- Data for analysis
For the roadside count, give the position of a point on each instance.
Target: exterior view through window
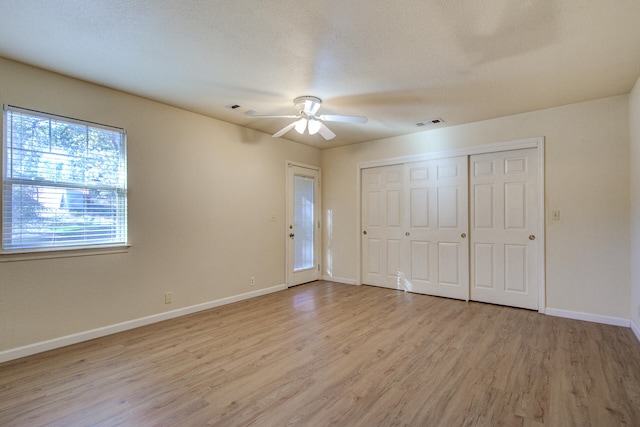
(64, 183)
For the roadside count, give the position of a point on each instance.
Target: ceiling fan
(307, 107)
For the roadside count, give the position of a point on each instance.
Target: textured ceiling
(397, 63)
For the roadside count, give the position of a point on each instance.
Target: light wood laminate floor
(333, 354)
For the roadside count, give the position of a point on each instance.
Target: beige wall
(587, 178)
(201, 196)
(634, 121)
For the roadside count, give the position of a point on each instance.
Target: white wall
(201, 196)
(634, 121)
(587, 178)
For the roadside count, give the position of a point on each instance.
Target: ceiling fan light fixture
(313, 126)
(301, 125)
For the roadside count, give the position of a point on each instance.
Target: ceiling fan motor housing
(307, 104)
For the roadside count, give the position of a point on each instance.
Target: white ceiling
(397, 63)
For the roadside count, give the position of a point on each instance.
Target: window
(64, 183)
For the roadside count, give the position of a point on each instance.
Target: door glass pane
(303, 222)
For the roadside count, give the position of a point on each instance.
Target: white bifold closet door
(505, 228)
(415, 225)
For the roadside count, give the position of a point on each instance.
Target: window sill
(66, 253)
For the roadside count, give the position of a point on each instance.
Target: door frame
(288, 219)
(537, 142)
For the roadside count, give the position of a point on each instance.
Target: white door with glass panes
(303, 224)
(505, 229)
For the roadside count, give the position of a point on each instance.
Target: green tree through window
(64, 183)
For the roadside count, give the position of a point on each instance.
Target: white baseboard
(596, 318)
(339, 280)
(636, 329)
(16, 353)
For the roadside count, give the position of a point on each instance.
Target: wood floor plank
(332, 354)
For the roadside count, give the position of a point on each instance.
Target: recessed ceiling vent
(431, 122)
(240, 108)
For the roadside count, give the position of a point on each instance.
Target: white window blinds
(64, 183)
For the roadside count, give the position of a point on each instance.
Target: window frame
(117, 244)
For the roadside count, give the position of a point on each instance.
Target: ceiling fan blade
(326, 132)
(284, 130)
(338, 118)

- Action item
Omit every picture, and otherwise quote the entries exactly.

- Response area
For the roadside count, give the position of a point on each instance.
Target: exterior view through window
(64, 183)
For the roadside count, give the position of a point on each instance.
Target: ceiling fan
(307, 107)
For the roadside count, give the position of a point on each instance.
Target: textured ceiling
(397, 63)
For the roadside count, give the position of a point on each instance.
Target: light wood laminate floor
(333, 354)
For the roadside count, give the position of a point on each instance.
Target: beige wall
(587, 178)
(201, 196)
(634, 121)
For the roadside count, give the position of a point on each instance.
Target: white wall
(201, 196)
(634, 121)
(587, 178)
For the roadside count, give the position of a point on each instance.
Target: ceiling fan light fixture
(313, 126)
(301, 125)
For the roadside count, give the position of a point on each instance.
Target: ceiling fan motor housing
(307, 104)
For the roadside count, give the position of a point on each instance.
Target: white ceiling
(397, 63)
For the roadside count, give the position of a point on each instance.
Target: window
(64, 183)
For the roadside count, give the position of a point on each instance.
Target: door glass pane
(303, 222)
For the roadside count, give the position of a point on each instance.
Target: white bifold closet door
(505, 228)
(415, 225)
For the roadside count, give the position of a point on each instance.
Target: window sill
(66, 253)
For the roadside count, give the position of a point on each instance.
Target: door frame
(288, 219)
(537, 142)
For the roadside count, give the position of a point on each instance.
Target: white door with glass panes
(303, 224)
(505, 229)
For the roadside count, give the position of a point on each instance.
Target: green tree through window
(64, 183)
For the roadside count, give the position of a point on each instance.
Target: white baseboard
(596, 318)
(339, 280)
(636, 329)
(16, 353)
For the roadside count, give the position of a point on each instance.
Target: wood floor plank
(332, 354)
For the roadside count, give the position of a point on each instance.
Target: recessed ceiling vent
(431, 122)
(240, 108)
For the roadside count, give the position of a point on each instance.
Target: white window blinds
(64, 183)
For the roadside count, give the position of a point on each instance.
Target: window frame
(117, 244)
For the roadside count, give the position of a point on each instance.
Target: ceiling fan blade
(326, 132)
(284, 130)
(338, 118)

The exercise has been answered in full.